• **REQUEST**
Rewrite the entries from the line that contains "Practice step: find the chrome bonnet" up to and including the line that contains "(453, 1045)", changing "blurred background" to "out-of-focus background" and leaving everything else as it stands.
----------------
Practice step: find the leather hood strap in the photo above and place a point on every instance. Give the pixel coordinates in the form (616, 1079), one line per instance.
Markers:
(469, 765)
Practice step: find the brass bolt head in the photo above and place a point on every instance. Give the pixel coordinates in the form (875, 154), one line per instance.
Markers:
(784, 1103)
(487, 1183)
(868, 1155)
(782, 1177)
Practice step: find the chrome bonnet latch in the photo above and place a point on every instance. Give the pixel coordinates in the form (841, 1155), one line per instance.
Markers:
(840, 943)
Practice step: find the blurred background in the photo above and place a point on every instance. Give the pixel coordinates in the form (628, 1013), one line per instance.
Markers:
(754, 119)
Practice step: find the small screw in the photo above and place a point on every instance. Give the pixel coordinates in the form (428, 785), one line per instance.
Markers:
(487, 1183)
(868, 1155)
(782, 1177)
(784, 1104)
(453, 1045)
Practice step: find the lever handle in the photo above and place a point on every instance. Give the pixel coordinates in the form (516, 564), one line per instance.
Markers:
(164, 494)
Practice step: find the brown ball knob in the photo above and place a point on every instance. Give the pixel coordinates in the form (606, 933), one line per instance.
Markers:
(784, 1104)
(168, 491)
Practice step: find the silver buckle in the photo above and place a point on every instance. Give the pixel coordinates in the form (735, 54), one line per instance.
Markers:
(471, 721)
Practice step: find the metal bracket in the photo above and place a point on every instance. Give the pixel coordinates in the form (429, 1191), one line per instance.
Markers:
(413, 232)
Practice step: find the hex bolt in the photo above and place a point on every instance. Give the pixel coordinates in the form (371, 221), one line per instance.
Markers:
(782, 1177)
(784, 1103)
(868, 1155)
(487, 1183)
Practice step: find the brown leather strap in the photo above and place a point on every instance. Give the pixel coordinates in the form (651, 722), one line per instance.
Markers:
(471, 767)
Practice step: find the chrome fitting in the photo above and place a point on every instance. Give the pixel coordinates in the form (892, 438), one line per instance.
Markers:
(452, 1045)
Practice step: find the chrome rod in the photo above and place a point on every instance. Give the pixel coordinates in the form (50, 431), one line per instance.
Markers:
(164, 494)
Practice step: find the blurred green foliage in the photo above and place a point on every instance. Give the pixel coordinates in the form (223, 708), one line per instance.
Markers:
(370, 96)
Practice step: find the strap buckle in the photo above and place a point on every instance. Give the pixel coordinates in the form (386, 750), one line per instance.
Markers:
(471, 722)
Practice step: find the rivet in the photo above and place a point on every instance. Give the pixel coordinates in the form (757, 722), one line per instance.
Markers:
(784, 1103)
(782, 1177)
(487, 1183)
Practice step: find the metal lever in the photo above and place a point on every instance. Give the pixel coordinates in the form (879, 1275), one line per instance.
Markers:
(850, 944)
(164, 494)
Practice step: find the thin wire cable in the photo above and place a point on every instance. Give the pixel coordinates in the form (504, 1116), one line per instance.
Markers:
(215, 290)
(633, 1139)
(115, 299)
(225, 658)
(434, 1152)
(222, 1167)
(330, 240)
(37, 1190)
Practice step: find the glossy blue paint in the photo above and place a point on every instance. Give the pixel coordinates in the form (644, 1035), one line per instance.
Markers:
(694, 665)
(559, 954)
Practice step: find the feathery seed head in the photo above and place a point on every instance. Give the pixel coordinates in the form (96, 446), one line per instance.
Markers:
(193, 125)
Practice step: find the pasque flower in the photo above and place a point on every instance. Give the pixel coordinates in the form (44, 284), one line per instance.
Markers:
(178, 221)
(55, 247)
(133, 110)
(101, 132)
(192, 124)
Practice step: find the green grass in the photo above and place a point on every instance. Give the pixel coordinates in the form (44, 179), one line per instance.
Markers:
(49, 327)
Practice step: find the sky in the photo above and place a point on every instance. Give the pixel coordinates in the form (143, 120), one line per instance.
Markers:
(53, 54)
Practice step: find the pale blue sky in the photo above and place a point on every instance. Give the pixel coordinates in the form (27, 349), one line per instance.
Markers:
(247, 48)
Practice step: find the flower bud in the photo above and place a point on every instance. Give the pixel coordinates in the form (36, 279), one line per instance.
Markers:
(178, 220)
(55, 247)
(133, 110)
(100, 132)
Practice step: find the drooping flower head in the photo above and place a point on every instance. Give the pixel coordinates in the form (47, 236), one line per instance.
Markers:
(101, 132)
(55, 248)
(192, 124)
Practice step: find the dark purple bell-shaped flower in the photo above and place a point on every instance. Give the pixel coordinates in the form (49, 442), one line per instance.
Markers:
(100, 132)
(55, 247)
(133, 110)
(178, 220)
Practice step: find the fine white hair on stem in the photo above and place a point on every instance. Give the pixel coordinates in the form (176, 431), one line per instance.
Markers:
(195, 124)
----------------
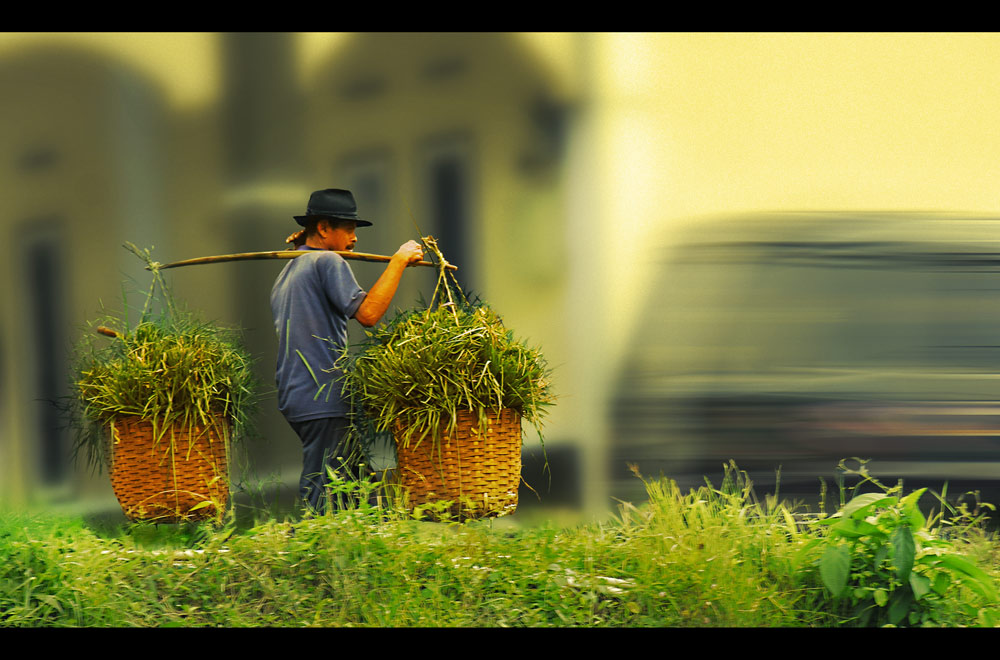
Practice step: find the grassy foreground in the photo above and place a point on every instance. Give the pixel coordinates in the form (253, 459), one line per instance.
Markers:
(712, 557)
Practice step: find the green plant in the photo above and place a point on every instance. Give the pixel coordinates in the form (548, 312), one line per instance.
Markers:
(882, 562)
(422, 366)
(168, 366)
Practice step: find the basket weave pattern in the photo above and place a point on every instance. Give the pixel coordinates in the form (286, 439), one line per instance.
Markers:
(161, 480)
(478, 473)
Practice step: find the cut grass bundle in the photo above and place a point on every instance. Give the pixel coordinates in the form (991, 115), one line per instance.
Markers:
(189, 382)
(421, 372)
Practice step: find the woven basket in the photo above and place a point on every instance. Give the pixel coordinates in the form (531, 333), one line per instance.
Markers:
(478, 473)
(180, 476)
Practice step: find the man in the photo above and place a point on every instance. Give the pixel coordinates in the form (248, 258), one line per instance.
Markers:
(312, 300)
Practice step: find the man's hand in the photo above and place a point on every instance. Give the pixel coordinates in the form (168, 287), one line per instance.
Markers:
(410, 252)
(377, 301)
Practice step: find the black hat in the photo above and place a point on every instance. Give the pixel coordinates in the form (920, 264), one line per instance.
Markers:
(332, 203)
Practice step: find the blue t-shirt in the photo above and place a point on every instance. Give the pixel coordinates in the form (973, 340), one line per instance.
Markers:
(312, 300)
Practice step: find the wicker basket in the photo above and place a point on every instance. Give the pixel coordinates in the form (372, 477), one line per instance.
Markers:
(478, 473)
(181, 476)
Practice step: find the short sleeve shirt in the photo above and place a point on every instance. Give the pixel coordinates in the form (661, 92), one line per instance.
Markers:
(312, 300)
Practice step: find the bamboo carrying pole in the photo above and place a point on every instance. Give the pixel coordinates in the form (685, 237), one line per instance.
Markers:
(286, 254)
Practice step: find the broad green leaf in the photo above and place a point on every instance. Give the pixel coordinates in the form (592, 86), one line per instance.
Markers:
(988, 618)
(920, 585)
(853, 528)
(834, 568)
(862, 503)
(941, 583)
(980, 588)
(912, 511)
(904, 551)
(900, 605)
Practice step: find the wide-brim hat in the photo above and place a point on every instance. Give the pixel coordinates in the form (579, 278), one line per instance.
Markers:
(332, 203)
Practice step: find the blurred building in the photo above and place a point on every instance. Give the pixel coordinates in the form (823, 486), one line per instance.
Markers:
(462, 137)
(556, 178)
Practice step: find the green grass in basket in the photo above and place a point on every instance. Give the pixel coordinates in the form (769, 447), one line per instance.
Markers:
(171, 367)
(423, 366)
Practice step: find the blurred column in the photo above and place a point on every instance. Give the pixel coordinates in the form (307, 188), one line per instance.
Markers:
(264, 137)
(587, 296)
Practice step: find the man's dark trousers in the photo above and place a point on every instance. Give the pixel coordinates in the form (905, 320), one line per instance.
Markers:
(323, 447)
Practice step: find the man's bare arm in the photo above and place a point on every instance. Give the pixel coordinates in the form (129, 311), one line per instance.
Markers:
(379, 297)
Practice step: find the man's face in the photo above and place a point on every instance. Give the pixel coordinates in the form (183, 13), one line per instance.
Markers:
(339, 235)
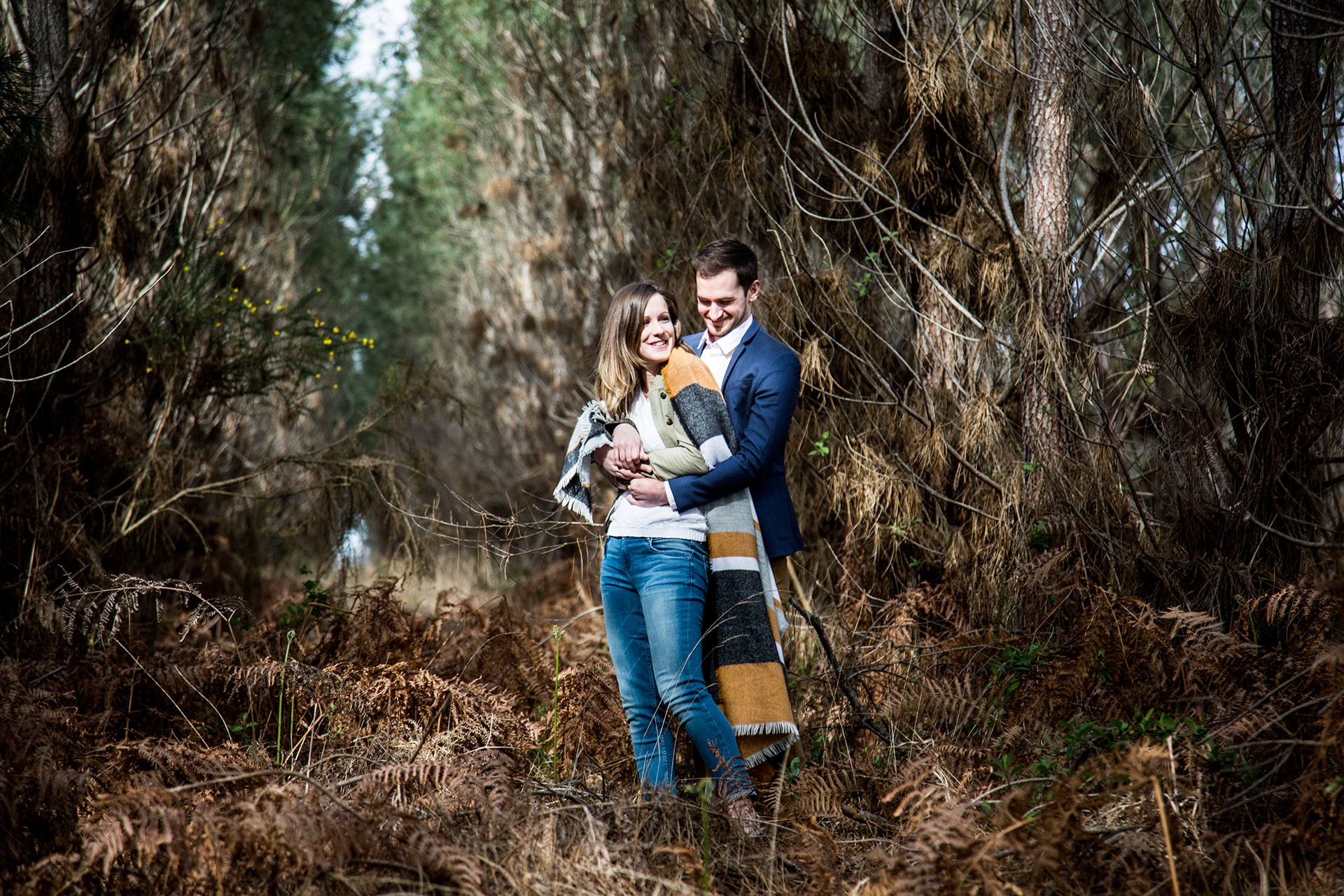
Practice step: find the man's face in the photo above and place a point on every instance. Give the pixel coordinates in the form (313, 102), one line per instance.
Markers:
----------------
• **REPLY TO THE TASK**
Practice step: find the chrome bonnet latch in the photo above and place a point on every instance. Give the pixel coordinates in the form (841, 1155), one line per instance.
Markers:
(840, 943)
Practice step: find the out-of-focus background in the photo above and place a point on every instance. Give the pixel coordinates in the form (628, 1013), one line per instance.
Markers:
(754, 119)
Practice step: find the small screw in the photo above and place a point on every instance. Give the pixel coordinates in the form (428, 785), one line per instance.
Markers:
(487, 1183)
(868, 1155)
(782, 1177)
(784, 1104)
(453, 1045)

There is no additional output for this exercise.